*DOCUMENT SECTION*:
○ ○ ○ ○
Hover states have been with us since the invention of the mouse, and for good reason—they tell users where to click. So, when A.S. Watson asked us to improve the hover states of their hotspots, we immediately set out to work.
During a period of two months, we ran several A/B tests where we made their hotspots visible on hover. In doing so, we were able to achieve a 96% increase in their click-through rate (CTR—i.e. the ratio of shoppers that click from the online weekly ads to the online store).
We’re delighted to finally make this update available for everyone. Read on to learn more about the update and how you can make use of these benefits.
Before we dive in, I’d like to give a quick overview of this post. The first section explains the hotspot hover state and how you can enable the feature. It also includes some tips on how to use the hover state to its fullest.
The second and third sections are for those that are interested in reading more about the tests we performed and our theory as to why the improved hover states led to such a significant improvement.
○ ○ ○ ○
*DATA TO EXAMINE*:
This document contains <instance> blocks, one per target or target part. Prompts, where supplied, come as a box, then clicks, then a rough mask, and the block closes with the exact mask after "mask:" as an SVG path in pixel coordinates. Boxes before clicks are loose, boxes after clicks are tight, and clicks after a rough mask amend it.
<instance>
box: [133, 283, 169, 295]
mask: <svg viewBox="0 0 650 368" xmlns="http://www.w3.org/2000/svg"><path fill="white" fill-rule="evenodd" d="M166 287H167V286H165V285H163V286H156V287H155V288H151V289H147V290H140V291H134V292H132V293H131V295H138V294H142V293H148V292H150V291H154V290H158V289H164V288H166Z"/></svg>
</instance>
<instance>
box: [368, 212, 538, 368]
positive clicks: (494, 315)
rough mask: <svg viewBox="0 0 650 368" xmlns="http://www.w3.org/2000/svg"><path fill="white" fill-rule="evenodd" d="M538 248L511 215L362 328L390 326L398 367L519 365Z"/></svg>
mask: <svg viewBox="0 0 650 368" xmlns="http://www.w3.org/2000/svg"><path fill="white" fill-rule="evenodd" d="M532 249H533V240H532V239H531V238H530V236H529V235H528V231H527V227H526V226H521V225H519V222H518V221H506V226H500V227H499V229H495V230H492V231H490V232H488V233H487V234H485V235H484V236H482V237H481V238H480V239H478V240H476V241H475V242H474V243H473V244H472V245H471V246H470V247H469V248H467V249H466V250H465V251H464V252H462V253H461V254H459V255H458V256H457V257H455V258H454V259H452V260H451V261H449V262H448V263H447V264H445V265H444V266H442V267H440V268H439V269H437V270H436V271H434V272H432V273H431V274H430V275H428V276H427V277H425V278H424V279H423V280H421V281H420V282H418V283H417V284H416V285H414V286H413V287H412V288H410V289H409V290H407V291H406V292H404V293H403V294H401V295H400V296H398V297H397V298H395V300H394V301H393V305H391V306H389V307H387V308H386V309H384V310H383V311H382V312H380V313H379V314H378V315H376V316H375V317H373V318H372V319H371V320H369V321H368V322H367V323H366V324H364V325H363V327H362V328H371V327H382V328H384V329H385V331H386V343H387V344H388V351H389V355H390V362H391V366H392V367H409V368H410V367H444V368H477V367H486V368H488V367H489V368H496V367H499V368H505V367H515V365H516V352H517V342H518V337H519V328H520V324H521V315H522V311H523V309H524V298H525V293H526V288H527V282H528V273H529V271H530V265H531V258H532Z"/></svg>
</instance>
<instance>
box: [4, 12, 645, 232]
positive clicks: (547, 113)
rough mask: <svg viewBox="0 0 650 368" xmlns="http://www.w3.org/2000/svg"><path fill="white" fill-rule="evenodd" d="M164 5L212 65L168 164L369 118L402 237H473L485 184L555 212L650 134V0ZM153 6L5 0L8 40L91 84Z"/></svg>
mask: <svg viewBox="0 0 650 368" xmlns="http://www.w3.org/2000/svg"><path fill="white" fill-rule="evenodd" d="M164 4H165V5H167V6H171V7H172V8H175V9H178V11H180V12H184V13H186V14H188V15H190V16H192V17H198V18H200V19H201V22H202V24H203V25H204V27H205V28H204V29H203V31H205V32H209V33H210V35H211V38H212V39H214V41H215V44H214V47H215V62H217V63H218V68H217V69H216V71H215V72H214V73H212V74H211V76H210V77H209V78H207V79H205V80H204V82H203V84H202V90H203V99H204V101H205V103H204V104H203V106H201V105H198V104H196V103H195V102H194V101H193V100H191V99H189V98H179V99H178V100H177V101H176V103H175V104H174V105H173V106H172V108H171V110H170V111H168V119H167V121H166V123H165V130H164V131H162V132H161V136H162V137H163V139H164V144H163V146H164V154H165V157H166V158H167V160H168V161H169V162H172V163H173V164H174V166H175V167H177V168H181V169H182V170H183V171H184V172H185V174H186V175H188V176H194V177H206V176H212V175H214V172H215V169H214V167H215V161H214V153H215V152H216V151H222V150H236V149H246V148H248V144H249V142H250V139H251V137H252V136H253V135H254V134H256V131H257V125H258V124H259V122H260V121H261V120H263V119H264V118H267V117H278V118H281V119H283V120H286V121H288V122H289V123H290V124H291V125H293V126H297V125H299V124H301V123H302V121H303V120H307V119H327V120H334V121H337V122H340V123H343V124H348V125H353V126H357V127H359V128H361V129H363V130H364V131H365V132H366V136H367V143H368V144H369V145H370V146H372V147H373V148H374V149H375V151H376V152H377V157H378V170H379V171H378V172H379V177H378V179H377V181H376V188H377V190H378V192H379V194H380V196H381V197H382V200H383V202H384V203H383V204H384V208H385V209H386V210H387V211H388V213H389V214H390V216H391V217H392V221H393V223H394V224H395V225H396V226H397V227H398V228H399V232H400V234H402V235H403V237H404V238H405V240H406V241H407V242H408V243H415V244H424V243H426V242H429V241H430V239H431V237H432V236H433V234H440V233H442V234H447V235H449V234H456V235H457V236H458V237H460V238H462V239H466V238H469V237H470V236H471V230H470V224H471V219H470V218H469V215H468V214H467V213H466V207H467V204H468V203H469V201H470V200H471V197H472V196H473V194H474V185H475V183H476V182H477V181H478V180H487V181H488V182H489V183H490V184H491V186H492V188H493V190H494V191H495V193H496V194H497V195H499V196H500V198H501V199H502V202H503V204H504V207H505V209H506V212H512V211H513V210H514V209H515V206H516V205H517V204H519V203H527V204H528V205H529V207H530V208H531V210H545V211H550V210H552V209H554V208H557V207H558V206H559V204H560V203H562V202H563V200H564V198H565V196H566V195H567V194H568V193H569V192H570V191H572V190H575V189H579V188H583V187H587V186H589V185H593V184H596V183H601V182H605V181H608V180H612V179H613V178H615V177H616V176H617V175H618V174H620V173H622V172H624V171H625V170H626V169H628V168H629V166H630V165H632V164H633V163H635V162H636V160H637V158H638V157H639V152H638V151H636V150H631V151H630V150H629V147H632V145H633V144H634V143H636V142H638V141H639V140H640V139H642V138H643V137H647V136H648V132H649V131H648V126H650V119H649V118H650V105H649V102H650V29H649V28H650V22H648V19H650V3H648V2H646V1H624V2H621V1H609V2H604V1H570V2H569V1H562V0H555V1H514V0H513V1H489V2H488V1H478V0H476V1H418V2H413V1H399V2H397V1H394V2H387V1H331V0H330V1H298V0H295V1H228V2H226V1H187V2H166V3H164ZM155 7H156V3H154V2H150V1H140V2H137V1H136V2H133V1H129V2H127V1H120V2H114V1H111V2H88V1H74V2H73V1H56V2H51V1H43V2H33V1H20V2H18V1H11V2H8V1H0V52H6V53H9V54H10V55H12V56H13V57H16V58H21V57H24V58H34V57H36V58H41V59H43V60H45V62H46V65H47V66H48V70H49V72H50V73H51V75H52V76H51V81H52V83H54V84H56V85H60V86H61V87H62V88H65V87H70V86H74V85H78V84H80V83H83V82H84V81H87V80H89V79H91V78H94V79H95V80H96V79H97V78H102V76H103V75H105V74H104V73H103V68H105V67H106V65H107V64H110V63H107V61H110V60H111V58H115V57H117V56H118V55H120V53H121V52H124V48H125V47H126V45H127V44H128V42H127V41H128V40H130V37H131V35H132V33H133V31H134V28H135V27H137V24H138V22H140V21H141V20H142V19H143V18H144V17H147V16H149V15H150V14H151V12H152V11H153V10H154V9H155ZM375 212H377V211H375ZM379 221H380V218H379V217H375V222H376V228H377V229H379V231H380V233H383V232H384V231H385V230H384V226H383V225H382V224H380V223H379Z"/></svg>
○ ○ ○ ○
*TASK ITEM A*:
Answer these questions about the text on hotspot hover states, one per line:
(i) Over what period were the A/B tests run?
(ii) By what percentage did the click-through rate increase?
(iii) Besides tips, what does the first section of the post explain?
*TASK ITEM B*: Continue the text on hotspot hover states from the point where it stops.

*WRITTEN REPLY A*:
(i) Two months.
(ii) 96%.
(iii) The hotspot hover state and how to enable the feature.

*WRITTEN REPLY B*:
1. Hotspots visible on hover
Most of you are probably familiar with the hotspot editor and how you can use rectangles to create clickable areas (or hotspots) in your online catalog.
In the past, when a shopper would hover over a hotspot, their mouse cursor would change and a tooltip would appear:
There is no indication of the clickable area, which results in unclarity of what the user is about to click. To solve that, we’ve made it possible to show the hotspot when shoppers hover their mouse over it:
By enabling this feature, you’re giving shoppers more precise feedback of what they’re going to click. And in the case of A.S. Watson, this improved their CTR by 96%.
While we can’t guarantee this improvement for everyone, we highly advise you to enable and test this feature for yourself.
How to make hotspots visible on hover
Hotspots visible on hover is automatically enabled for any new groups you create. For existing groups you’ll have to enable it by going to Viewer Customization -> Hotspots -> Hotspot visible on hover.
What to keep in mind when activating the hotspot hover state?
- By activating this feature, you’re making the hotspots visible on hover for all the catalogs in your group. This includes catalogs that are currently online. It might be wise to review those catalogs to make sure the hotspots are correctly positioned and looking good.
- While the hover state helps to reveal the click area of a hotspot, it is not an excuse to disable hotspot icons. Hotspot icons still serve a unique purpose, as they indicate where the hotspots are.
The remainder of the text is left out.